**Exercise objective**
The data below is to be returned in full and exactly.

**Given records**
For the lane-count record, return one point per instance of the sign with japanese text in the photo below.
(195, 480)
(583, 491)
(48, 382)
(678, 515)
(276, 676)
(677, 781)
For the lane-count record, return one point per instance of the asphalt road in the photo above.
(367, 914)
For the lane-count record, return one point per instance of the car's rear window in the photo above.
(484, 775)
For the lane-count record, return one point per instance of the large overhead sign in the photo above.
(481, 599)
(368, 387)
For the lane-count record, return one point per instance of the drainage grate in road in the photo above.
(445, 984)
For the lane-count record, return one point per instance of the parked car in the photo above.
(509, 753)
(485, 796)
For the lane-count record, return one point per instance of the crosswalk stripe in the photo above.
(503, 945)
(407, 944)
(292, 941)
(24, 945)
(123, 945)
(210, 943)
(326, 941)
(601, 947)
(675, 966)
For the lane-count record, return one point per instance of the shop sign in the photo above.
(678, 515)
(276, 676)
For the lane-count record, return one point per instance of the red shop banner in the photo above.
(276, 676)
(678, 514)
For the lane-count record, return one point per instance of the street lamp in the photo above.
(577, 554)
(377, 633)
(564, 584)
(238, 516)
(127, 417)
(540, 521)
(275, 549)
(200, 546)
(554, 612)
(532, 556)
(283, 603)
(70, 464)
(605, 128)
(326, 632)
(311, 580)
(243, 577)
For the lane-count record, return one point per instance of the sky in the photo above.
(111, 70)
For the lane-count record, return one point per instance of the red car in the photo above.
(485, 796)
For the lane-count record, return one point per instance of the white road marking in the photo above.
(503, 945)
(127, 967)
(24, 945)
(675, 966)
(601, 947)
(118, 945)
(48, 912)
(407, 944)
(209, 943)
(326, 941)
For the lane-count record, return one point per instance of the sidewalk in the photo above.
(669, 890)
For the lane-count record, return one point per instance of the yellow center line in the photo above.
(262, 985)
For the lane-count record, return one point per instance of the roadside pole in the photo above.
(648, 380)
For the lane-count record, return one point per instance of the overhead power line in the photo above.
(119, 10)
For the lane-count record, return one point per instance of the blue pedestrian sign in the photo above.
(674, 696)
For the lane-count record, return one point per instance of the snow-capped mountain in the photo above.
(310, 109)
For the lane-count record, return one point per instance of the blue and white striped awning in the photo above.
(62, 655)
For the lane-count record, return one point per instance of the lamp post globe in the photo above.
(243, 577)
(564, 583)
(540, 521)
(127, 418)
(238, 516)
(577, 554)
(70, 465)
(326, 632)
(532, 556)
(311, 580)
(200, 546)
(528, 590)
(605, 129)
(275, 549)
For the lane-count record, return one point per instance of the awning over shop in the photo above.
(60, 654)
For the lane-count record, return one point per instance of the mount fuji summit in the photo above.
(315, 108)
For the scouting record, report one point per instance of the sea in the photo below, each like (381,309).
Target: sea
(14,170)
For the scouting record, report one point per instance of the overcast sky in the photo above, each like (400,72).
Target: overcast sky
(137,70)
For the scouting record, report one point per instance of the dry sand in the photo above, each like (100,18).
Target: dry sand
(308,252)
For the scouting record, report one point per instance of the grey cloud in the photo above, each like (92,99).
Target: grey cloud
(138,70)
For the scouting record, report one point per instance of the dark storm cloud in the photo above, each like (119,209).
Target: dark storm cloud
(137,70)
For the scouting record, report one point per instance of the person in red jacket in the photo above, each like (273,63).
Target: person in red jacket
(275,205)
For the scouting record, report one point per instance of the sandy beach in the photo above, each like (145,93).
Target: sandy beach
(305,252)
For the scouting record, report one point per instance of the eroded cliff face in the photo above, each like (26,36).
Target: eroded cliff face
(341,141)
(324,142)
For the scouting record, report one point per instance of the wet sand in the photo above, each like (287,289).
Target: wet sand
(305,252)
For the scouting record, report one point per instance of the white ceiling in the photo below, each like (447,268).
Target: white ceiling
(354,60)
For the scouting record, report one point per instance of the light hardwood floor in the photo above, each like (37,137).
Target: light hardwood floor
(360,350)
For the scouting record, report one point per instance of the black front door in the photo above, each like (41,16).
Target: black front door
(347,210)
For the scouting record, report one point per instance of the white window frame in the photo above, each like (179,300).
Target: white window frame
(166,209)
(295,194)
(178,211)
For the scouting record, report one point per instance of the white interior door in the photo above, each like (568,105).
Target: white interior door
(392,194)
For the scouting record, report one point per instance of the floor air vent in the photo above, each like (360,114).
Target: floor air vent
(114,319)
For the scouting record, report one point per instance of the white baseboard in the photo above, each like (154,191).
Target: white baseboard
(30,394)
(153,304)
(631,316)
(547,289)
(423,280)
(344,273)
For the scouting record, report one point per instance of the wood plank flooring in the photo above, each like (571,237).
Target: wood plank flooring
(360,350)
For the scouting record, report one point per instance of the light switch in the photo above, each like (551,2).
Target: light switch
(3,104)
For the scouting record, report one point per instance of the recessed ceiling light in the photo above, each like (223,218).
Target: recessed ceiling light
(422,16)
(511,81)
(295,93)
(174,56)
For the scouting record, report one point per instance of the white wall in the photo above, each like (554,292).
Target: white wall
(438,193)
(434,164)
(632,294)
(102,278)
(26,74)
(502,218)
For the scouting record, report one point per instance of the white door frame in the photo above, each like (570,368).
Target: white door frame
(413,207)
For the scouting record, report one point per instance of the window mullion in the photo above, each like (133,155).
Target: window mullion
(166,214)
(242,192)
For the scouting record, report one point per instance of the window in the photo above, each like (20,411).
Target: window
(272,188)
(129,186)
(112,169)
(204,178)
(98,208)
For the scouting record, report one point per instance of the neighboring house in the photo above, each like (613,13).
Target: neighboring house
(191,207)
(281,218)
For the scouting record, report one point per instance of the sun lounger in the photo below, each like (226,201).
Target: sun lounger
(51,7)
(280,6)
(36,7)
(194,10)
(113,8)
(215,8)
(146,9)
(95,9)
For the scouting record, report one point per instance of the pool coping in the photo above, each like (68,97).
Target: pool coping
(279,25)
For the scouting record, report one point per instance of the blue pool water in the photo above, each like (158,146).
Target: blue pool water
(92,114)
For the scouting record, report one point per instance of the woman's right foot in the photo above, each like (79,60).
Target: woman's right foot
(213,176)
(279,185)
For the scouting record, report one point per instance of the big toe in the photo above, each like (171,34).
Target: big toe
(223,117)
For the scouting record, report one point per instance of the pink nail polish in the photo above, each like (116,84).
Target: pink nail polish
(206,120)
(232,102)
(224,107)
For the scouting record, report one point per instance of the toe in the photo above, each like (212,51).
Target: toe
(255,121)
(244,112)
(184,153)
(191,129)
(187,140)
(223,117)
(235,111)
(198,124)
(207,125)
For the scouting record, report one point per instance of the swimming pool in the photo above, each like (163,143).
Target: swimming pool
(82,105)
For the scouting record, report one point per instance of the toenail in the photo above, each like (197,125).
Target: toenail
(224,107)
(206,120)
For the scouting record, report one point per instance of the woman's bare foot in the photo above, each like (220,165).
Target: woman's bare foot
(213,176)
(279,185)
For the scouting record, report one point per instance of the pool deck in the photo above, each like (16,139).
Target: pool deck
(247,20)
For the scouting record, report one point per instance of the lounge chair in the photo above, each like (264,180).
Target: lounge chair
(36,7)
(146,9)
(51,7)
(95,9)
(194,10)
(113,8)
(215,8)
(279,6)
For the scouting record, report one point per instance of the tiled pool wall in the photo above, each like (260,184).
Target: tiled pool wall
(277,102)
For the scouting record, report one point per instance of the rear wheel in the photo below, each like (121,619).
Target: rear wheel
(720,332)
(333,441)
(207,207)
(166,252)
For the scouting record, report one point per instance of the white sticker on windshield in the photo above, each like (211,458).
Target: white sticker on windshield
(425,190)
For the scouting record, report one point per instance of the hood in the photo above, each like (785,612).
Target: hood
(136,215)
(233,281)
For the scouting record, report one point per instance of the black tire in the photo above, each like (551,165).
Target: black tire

**Correct output**
For the lane-count record, return one point per instance of the sign with japanese text in the photo below.
(195, 480)
(583, 491)
(48, 382)
(678, 515)
(276, 676)
(677, 781)
For the lane-count record, return one point per instance of the asphalt road in the photo above.
(367, 914)
For the lane-count record, return one point per instance of the car's rear window in the photo above.
(484, 775)
For the lane-count record, return one point per instance of the large overhead sign in the photo above.
(481, 599)
(368, 387)
For the lane-count record, return one point per instance of the drainage grate in road in the photo above.
(445, 984)
For the lane-count record, return one point per instance of the parked car in the photo above.
(509, 753)
(485, 796)
For the lane-count record, return one point per instance of the crosswalk stripe in the photo above.
(503, 945)
(407, 944)
(292, 941)
(24, 945)
(123, 945)
(210, 943)
(326, 941)
(601, 947)
(675, 966)
For the lane-count record, return one point per instance of the shop sign in the photo above.
(678, 515)
(276, 676)
For the lane-count record, return one point per instance of the red shop banner in the photo above.
(276, 676)
(678, 514)
For the lane-count record, return one point per instance of the street lamp in the photo above.
(577, 554)
(377, 633)
(564, 584)
(238, 516)
(127, 417)
(540, 521)
(275, 549)
(200, 546)
(554, 612)
(532, 556)
(283, 603)
(70, 464)
(605, 128)
(326, 632)
(311, 580)
(243, 577)
For the lane-count record, return one point per instance of the sky in the photo above.
(111, 70)
For the lane-count record, return one point per instance of the red car in the photo above.
(485, 796)
For the lane-count record, return one point per instance of the white road marking in the photo above.
(503, 945)
(127, 967)
(24, 945)
(675, 966)
(601, 947)
(118, 945)
(48, 912)
(407, 944)
(209, 943)
(326, 941)
For the lane-count record, return one point per instance of the sidewalk in the photo above.
(669, 890)
For the lane-count record, return one point per instance of the yellow center line in the photo above.
(262, 985)
For the lane-count record, return one point per instance of the roadside pole in the photo above.
(648, 380)
For the lane-count record, return one point per instance of the overhead power line in the photo above.
(119, 10)
For the lane-count record, return one point per instance of the blue pedestrian sign in the photo above.
(674, 696)
For the lane-count record, return one point per instance of the snow-capped mountain in the photo above.
(310, 109)
For the lane-count record, return one point per instance of the blue and white striped awning in the photo above.
(62, 655)
For the lane-count record, return one point per instance of the lamp post globe in the photo above.
(243, 577)
(564, 583)
(540, 521)
(127, 418)
(238, 516)
(577, 554)
(70, 465)
(326, 632)
(532, 556)
(311, 580)
(200, 546)
(528, 590)
(605, 129)
(275, 549)
For the lane-count record, return one point per instance of the awning over shop in the photo above.
(60, 654)
For the lane-count record, return one point per instance of the mount fuji summit in the photo above.
(315, 108)
For the scouting record, report one point per instance of the sea in the photo below, each like (381,309).
Target: sea
(14,170)
For the scouting record, report one point per instance of the overcast sky in the photo above, each like (400,72).
Target: overcast sky
(137,70)
For the scouting record, report one point per instance of the dry sand in the photo above, each like (100,18).
Target: dry sand
(308,252)
For the scouting record, report one point per instance of the grey cloud in the photo above, each like (92,99).
Target: grey cloud
(138,70)
For the scouting record, report one point per instance of the dark storm cloud in the photo above, each like (119,209).
Target: dark storm cloud
(137,70)
For the scouting record, report one point per instance of the person in red jacket in the photo above, each like (273,63).
Target: person in red jacket
(275,205)
For the scouting record, report one point per instance of the sandy beach in the photo above, each like (145,93).
Target: sandy beach
(305,252)
For the scouting record, report one point per instance of the eroded cliff face in the photo above, each like (26,36).
Target: eroded cliff face
(341,141)
(324,142)
For the scouting record, report one point per instance of the wet sand in the photo above, each like (287,289).
Target: wet sand
(305,252)
For the scouting record, report one point per instance of the white ceiling in the photo below, each like (447,268).
Target: white ceiling
(354,60)
For the scouting record, report one point per instance of the light hardwood floor in the photo above, each like (37,137).
Target: light hardwood floor
(360,350)
For the scouting record, report one point per instance of the black front door in the photo above, each like (41,16).
Target: black front door
(347,210)
For the scouting record, report one point per instance of the white window frame in the photo above, each like (179,300).
Target: white window frame
(166,209)
(295,194)
(178,211)
For the scouting record, report one point per instance of the white interior door in the photo above, each like (568,105).
Target: white interior door
(392,194)
For the scouting record, report one point per instance of the floor air vent in the photo above, each like (360,114).
Target: floor air vent
(114,319)
For the scouting record, report one point per instance of the white baseboard in the photo above, each like (154,191).
Target: white baseboard
(30,394)
(153,304)
(631,316)
(547,289)
(423,280)
(344,273)
For the scouting record, report one point per instance of the wood plank flooring in the photo above, each like (571,237).
Target: wood plank flooring
(360,350)
For the scouting record, report one point per instance of the light switch in the photo above, each like (551,2).
Target: light switch
(3,104)
For the scouting record, report one point per instance of the recessed ceiling light in the photo above, each like (223,218).
Target: recessed ceiling light
(422,16)
(511,81)
(295,93)
(174,56)
For the scouting record, report one point per instance of the white wall in the photo above, each like (554,292).
Target: white wall
(438,193)
(434,164)
(632,294)
(102,278)
(26,74)
(502,218)
For the scouting record, report one point per instance of the white door frame in the photo above, each like (570,368).
Target: white door frame
(413,207)
For the scouting record, report one point per instance of the window mullion in the photo above, each like (133,155).
Target: window mullion
(166,214)
(242,192)
For the scouting record, report one point per instance of the window in the photo above, each like (20,411).
Target: window
(272,188)
(129,186)
(112,169)
(204,178)
(98,208)
For the scouting record, report one point per instance of the neighboring house in the photo above, each like (613,13).
Target: neighboring house
(191,207)
(281,218)
For the scouting record, report one point per instance of the sun lounger in the photo below, each like (226,201).
Target: sun lounger
(51,7)
(280,6)
(36,7)
(194,10)
(113,8)
(215,8)
(146,9)
(95,9)
For the scouting record, report one point per instance of the pool coping in the photo above, each like (68,97).
Target: pool coping
(279,25)
For the scouting record, report one point per instance of the blue pool water in the photo above, each like (158,146).
Target: blue pool water
(92,114)
For the scouting record, report one point per instance of the woman's right foot in the photo above, each like (79,60).
Target: woman's right foot
(213,176)
(279,185)
For the scouting record, report one point per instance of the big toe in the photo above, each like (171,34).
Target: big toe
(223,117)
For the scouting record, report one point per instance of the pink nail polish in the photo above, each like (116,84).
Target: pink nail polish
(206,120)
(232,102)
(224,107)
For the scouting record, report one point per instance of the toe in the photo above, each like (212,51).
Target: toe
(255,121)
(244,112)
(184,153)
(191,129)
(187,140)
(223,117)
(235,111)
(198,124)
(207,125)
For the scouting record, report one point per instance of the swimming pool in the photo above, each like (163,143).
Target: swimming pool
(82,105)
For the scouting record, report one point per instance of the toenail in the photo above, each like (197,125).
Target: toenail
(224,107)
(206,120)
For the scouting record, report one point per instance of the woman's bare foot in the photo above, each like (220,165).
Target: woman's bare foot
(213,176)
(279,185)
For the scouting record, report one point per instance of the pool deck in the photo above, each like (16,139).
Target: pool deck
(247,20)
For the scouting record, report one point per instance of the lounge chair in the photo above, each like (264,180).
Target: lounge chair
(36,7)
(146,9)
(51,7)
(95,9)
(194,10)
(113,8)
(215,8)
(279,6)
For the scouting record, report one point per instance of the tiled pool wall in the photo above, each like (260,184).
Target: tiled pool wall
(277,102)
For the scouting record, report one point per instance of the rear wheel in the photo below, each like (121,619).
Target: rear wheel
(720,332)
(333,441)
(207,207)
(166,252)
For the scouting record, report one point per instance of the white sticker on windshield in the photo above, each like (211,458).
Target: white sticker on windshield
(425,190)
For the scouting record, report one point per instance of the hood in the photo above, each like (785,612).
Target: hood
(136,215)
(233,281)
For the scouting record, report one point per instance of the black tire in the photo above, each like (551,165).
Target: black tire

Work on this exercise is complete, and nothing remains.